■ **TASK GOAL**
Once you have read the data below, set it all down again exactly.

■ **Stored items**

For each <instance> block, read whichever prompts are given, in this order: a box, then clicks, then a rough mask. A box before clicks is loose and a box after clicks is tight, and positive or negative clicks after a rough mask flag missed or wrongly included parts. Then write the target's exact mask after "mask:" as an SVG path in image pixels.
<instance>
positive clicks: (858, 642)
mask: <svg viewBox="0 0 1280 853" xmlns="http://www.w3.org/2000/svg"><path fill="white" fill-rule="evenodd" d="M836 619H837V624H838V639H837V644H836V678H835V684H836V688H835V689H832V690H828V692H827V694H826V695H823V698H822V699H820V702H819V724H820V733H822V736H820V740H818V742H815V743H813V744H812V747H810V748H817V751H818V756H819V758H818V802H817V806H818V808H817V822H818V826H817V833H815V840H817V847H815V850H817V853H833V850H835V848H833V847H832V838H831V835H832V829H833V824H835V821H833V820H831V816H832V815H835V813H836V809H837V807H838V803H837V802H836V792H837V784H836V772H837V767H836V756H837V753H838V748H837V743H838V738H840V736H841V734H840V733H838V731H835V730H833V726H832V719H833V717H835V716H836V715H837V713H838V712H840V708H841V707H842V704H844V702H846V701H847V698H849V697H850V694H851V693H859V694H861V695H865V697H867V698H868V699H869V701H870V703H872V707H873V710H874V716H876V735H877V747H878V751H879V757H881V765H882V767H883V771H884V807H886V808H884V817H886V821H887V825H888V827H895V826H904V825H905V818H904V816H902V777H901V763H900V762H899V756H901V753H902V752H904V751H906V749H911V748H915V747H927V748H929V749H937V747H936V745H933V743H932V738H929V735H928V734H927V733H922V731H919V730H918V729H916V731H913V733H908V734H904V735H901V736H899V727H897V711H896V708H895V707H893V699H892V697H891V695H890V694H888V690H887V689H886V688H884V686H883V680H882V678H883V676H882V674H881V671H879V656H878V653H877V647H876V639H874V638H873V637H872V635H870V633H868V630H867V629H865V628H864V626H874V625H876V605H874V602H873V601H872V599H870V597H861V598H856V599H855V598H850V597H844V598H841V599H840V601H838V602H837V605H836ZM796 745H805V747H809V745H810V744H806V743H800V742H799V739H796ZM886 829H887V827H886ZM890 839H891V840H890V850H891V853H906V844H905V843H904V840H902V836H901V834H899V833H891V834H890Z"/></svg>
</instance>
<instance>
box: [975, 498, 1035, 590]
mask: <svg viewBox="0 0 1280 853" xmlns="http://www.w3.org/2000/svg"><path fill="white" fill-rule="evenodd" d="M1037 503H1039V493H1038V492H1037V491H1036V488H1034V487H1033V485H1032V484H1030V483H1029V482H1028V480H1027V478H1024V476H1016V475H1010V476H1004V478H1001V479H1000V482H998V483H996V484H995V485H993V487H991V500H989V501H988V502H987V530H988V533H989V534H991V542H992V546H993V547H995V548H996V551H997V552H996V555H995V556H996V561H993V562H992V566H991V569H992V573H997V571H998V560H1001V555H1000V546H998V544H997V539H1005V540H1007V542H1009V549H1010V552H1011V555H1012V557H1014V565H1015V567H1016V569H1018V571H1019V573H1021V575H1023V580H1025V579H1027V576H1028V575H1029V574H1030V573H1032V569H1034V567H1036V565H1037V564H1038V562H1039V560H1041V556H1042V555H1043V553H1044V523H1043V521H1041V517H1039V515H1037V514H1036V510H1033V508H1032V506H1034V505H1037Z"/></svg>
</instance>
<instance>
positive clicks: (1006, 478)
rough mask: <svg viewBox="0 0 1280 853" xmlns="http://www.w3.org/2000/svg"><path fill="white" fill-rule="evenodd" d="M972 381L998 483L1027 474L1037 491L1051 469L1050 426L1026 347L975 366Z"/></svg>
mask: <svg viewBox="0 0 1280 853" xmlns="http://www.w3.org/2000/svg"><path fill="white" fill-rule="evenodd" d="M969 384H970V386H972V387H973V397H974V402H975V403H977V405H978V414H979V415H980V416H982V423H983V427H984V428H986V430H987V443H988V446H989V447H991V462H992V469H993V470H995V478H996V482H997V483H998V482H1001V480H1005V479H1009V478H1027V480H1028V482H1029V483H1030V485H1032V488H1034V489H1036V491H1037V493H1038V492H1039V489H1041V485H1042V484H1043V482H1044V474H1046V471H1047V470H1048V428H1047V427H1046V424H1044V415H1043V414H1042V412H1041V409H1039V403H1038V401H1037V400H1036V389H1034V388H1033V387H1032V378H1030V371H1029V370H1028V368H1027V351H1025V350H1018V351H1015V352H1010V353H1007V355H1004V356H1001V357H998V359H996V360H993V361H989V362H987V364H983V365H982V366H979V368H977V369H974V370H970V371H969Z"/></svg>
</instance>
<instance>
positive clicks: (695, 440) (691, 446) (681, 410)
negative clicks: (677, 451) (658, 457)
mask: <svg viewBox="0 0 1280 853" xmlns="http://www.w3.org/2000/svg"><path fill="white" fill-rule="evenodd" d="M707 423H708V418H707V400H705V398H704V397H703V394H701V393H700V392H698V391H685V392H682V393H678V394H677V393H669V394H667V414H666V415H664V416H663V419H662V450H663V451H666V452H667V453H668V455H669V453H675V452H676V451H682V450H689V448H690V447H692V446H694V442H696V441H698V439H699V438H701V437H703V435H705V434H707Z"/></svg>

■ **RESPONSE TO THIS TASK**
For each <instance> block, read whichever prompts are given, in this order: a box, then clicks, then a rough mask. A box before clicks is loose and a box after clicks is tight, and positive or negative clicks after a rough mask flag missed or wrongly included parts. Then write the target's exact mask after "mask:" as an SVG path in image pixels.
<instance>
positive clicks: (858, 642)
mask: <svg viewBox="0 0 1280 853" xmlns="http://www.w3.org/2000/svg"><path fill="white" fill-rule="evenodd" d="M836 619H837V624H838V639H837V644H836V678H835V684H836V688H835V689H832V690H828V692H827V694H826V695H823V698H822V699H820V702H819V724H820V733H822V736H820V740H818V742H815V743H813V744H812V747H810V748H817V751H818V756H819V758H818V802H817V806H818V808H817V822H818V826H817V833H815V840H817V847H815V850H817V853H833V850H835V848H833V847H832V838H831V835H832V829H833V824H835V821H833V820H831V816H832V815H835V813H836V809H837V807H838V803H837V802H836V792H837V784H836V772H837V767H836V756H837V753H838V748H837V743H838V738H840V736H841V734H840V733H838V731H835V730H833V726H832V719H833V717H835V716H836V715H837V713H838V712H840V708H841V707H842V704H844V702H846V701H847V698H849V697H850V694H851V693H859V694H861V695H865V697H867V698H868V699H869V701H870V703H872V707H873V710H874V716H876V735H877V747H878V751H879V757H881V765H882V767H883V771H884V807H886V808H884V817H886V821H887V825H888V827H895V826H904V825H905V818H904V816H902V777H901V763H900V762H899V756H901V753H902V752H904V751H906V749H911V748H915V747H927V748H929V749H937V747H936V745H933V743H932V738H929V735H928V734H927V733H922V731H919V730H918V729H916V731H913V733H908V734H904V735H901V736H899V727H897V711H896V708H895V707H893V699H892V697H891V695H890V694H888V690H887V689H886V688H884V686H883V680H882V678H883V676H882V674H881V671H879V656H878V653H877V647H876V639H874V638H873V637H872V635H870V633H868V630H867V629H865V628H864V626H874V625H876V605H874V602H873V601H872V599H870V597H861V598H856V599H855V598H850V597H844V598H841V599H840V601H838V602H837V605H836ZM796 745H805V747H809V745H810V744H806V743H800V742H799V739H796ZM886 829H887V827H886ZM890 839H891V840H890V850H891V853H906V844H905V843H904V840H902V836H901V834H899V833H891V834H890Z"/></svg>
</instance>
<instance>
box: [975, 498, 1035, 590]
mask: <svg viewBox="0 0 1280 853" xmlns="http://www.w3.org/2000/svg"><path fill="white" fill-rule="evenodd" d="M1037 503H1039V493H1038V492H1037V491H1036V488H1034V487H1033V485H1032V484H1030V483H1029V482H1028V480H1027V478H1024V476H1016V475H1010V476H1004V478H1001V479H1000V482H998V483H996V484H995V485H993V487H991V500H989V501H988V502H987V530H988V533H989V534H991V542H992V546H993V547H995V548H996V551H997V552H996V555H995V556H996V561H993V562H992V566H991V569H992V573H997V571H998V560H1001V555H1000V546H998V544H997V539H1005V540H1007V542H1009V549H1010V552H1011V555H1012V557H1014V565H1015V567H1016V569H1018V571H1019V573H1021V575H1023V580H1025V579H1027V576H1028V575H1029V574H1030V573H1032V569H1034V567H1036V565H1037V564H1038V562H1039V560H1041V556H1042V555H1043V553H1044V523H1043V521H1041V517H1039V515H1037V514H1036V510H1033V508H1032V506H1034V505H1037Z"/></svg>
</instance>
<instance>
positive clicks: (1006, 478)
rough mask: <svg viewBox="0 0 1280 853" xmlns="http://www.w3.org/2000/svg"><path fill="white" fill-rule="evenodd" d="M972 381L998 483L1027 474L1037 491L1051 469L1050 426L1026 347L975 366Z"/></svg>
mask: <svg viewBox="0 0 1280 853" xmlns="http://www.w3.org/2000/svg"><path fill="white" fill-rule="evenodd" d="M969 384H970V386H972V387H973V397H974V402H975V403H977V405H978V414H979V415H980V416H982V423H983V427H984V428H986V430H987V443H988V446H989V447H991V462H992V469H993V470H995V478H996V482H997V483H998V482H1001V480H1005V479H1009V478H1027V480H1028V482H1029V483H1030V485H1032V488H1034V489H1036V491H1037V493H1038V492H1039V489H1041V485H1042V484H1043V482H1044V474H1046V471H1047V470H1048V428H1047V427H1046V424H1044V415H1043V414H1042V412H1041V409H1039V403H1038V401H1037V400H1036V389H1034V388H1033V387H1032V378H1030V371H1029V370H1028V368H1027V351H1025V350H1018V351H1015V352H1010V353H1007V355H1004V356H1001V357H998V359H996V360H993V361H989V362H987V364H983V365H982V366H979V368H977V369H974V370H970V371H969Z"/></svg>
</instance>
<instance>
positive clicks: (695, 440) (691, 446) (681, 410)
negative clicks: (677, 451) (658, 457)
mask: <svg viewBox="0 0 1280 853" xmlns="http://www.w3.org/2000/svg"><path fill="white" fill-rule="evenodd" d="M707 423H708V418H707V400H705V398H704V397H703V394H701V393H700V392H698V391H685V392H682V393H678V394H677V393H669V394H667V414H666V415H664V416H663V419H662V450H663V451H666V452H667V453H668V455H669V453H675V452H676V451H682V450H689V448H690V447H692V446H694V442H696V441H698V439H699V438H701V437H703V435H705V434H707Z"/></svg>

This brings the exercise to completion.